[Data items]
***
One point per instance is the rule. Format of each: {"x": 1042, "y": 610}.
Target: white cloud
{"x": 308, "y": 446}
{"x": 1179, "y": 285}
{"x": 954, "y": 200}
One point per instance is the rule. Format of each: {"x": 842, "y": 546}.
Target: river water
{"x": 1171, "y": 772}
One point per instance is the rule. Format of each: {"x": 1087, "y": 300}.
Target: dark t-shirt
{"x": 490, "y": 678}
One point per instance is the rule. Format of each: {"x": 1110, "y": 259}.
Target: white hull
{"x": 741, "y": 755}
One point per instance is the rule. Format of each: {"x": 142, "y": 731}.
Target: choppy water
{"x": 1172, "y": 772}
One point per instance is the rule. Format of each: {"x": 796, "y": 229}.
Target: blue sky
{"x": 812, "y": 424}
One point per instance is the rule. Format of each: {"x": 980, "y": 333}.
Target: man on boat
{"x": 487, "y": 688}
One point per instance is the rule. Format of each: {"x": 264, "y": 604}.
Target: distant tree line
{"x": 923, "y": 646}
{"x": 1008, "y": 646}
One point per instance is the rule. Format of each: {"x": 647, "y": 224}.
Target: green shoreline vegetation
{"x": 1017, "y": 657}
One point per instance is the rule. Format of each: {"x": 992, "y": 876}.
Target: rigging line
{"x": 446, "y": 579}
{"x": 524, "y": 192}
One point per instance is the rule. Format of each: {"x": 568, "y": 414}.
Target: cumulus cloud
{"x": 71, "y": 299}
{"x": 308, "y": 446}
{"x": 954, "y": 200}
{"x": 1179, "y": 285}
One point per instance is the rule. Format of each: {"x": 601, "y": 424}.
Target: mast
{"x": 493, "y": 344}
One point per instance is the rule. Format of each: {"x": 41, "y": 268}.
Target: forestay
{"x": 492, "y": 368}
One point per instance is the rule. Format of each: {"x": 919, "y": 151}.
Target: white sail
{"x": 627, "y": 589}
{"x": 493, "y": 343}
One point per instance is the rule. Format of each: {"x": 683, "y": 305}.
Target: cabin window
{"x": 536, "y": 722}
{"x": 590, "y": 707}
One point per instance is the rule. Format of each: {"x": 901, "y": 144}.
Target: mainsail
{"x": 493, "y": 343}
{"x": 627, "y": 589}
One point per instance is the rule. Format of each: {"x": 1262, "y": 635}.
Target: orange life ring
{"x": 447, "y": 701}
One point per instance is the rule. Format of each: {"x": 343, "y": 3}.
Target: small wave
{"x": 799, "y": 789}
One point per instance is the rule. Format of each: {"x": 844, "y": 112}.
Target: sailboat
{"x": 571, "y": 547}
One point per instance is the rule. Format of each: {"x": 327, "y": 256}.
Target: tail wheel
***
REQUIRED TASK:
Extract the full set of entries word for word.

RESULT OF THE EXERCISE:
One point per instance is the rule. Format of each: {"x": 1042, "y": 610}.
Target: white cloud
{"x": 308, "y": 446}
{"x": 1179, "y": 285}
{"x": 954, "y": 200}
One point per instance is the rule. Format of each: {"x": 842, "y": 546}.
Target: river water
{"x": 1171, "y": 772}
One point per instance is the rule. Format of each: {"x": 1087, "y": 300}.
Target: dark t-shirt
{"x": 490, "y": 678}
One point per instance is the rule. Format of each: {"x": 1110, "y": 259}.
Target: white hull
{"x": 741, "y": 755}
One point per instance is the rule. Format of each: {"x": 142, "y": 731}.
Target: choppy water
{"x": 1172, "y": 772}
One point per instance is the rule. Format of each: {"x": 796, "y": 229}.
Target: blue sky
{"x": 812, "y": 424}
One point per instance is the rule. Format of each: {"x": 980, "y": 333}.
Target: man on boat
{"x": 487, "y": 688}
One point per instance is the rule. Format of each: {"x": 264, "y": 604}.
Target: distant tree line
{"x": 923, "y": 646}
{"x": 1008, "y": 646}
One point per instance is the rule. Format of each: {"x": 647, "y": 224}.
Target: green shoreline vegetation
{"x": 1017, "y": 657}
One point per instance is the rule. Format of each: {"x": 992, "y": 876}.
Target: rigging line
{"x": 446, "y": 579}
{"x": 524, "y": 192}
One point per instance is the rule. Format of each: {"x": 568, "y": 414}.
Target: cumulus cloud
{"x": 71, "y": 299}
{"x": 308, "y": 446}
{"x": 954, "y": 200}
{"x": 1179, "y": 285}
One point per instance is the rule. Format of each: {"x": 601, "y": 424}.
Target: mast
{"x": 493, "y": 344}
One point per instance is the rule. Format of each: {"x": 41, "y": 268}.
Target: forestay
{"x": 492, "y": 368}
One point per instance is the rule. Format of each: {"x": 919, "y": 151}.
Target: white sail
{"x": 627, "y": 589}
{"x": 493, "y": 343}
One point per instance is the rule. Format of each: {"x": 683, "y": 305}.
Target: cabin window
{"x": 536, "y": 722}
{"x": 590, "y": 707}
One point per instance is the rule. Format of each: {"x": 901, "y": 144}.
Target: mainsail
{"x": 493, "y": 343}
{"x": 627, "y": 589}
One point per instance is the rule. Format of each: {"x": 1262, "y": 635}.
Target: orange life ring
{"x": 447, "y": 701}
One point per instance is the rule. Format of each: {"x": 343, "y": 3}.
Target: small wave
{"x": 799, "y": 789}
One point per instance is the rule. Format of each: {"x": 844, "y": 112}.
Target: sailboat
{"x": 571, "y": 547}
One point per instance is the rule. Format of each: {"x": 327, "y": 256}.
Target: tail wheel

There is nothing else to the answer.